------ Data section
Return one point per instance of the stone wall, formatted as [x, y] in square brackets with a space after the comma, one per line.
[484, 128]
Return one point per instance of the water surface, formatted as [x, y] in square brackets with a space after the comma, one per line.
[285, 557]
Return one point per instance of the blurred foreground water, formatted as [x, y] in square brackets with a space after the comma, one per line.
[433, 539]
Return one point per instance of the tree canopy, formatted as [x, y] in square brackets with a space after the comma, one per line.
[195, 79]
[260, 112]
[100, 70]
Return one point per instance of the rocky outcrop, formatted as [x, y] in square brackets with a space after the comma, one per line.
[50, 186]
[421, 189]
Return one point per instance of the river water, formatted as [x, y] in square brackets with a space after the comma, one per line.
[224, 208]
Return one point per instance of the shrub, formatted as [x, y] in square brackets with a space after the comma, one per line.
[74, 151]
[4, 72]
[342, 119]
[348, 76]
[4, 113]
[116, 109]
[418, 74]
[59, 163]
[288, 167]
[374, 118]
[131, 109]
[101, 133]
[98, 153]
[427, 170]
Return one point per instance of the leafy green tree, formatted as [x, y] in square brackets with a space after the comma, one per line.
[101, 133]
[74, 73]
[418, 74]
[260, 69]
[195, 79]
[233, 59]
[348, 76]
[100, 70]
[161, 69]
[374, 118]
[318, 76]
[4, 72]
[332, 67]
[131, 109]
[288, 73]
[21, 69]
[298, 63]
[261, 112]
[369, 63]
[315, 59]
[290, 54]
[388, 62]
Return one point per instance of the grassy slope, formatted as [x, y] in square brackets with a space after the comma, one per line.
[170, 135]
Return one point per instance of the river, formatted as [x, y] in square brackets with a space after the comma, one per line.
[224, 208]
------------
Copy every one of the rows above word for word, with nothing left out or changed.

Return one point per instance of the stone wall, formatted as [x, y] in square brackets with a space after the comma, one per line.
[484, 128]
Return one point per instance of the water surface, formatted as [x, y] in square brackets with a space after the comma, one per line.
[285, 557]
Return one point per instance of the blurred foreground water, formatted as [x, y] in square brackets with a space after the comma, one per line.
[433, 539]
Return one point per instance of the tree canopy, formatted as [x, y] in square brackets with a space after the comma, one per line.
[195, 79]
[260, 112]
[100, 70]
Return one point per instance of the rocky outcrop, formatted as [x, y] in square brackets with a space after the comma, one per line.
[50, 186]
[421, 189]
Return one point per instance of the river water, formatted as [x, y] in square brackets with a space after the comma, one per line.
[224, 208]
Return one point per instance of the shrub, formatted as [x, y] in square brackets with a space after the comma, one per line.
[74, 151]
[4, 72]
[342, 119]
[348, 76]
[4, 113]
[116, 109]
[418, 74]
[59, 163]
[288, 167]
[374, 118]
[131, 109]
[101, 133]
[98, 153]
[427, 170]
Return one point per instance of the leafy green tree, formatted as [x, y] in square brackets with a space after the comma, one per line.
[101, 133]
[74, 73]
[418, 74]
[260, 69]
[195, 79]
[233, 59]
[348, 76]
[100, 70]
[161, 69]
[374, 118]
[318, 76]
[4, 72]
[332, 67]
[131, 109]
[288, 73]
[21, 69]
[298, 63]
[261, 112]
[369, 63]
[315, 59]
[290, 54]
[388, 62]
Return one point per instance of the grassy slope, formatted as [x, y] in square brackets with a space after the comma, one per line.
[170, 135]
Return one point per instance of the river, formatted as [x, y] in square brackets with a space after the comma, one per line.
[224, 208]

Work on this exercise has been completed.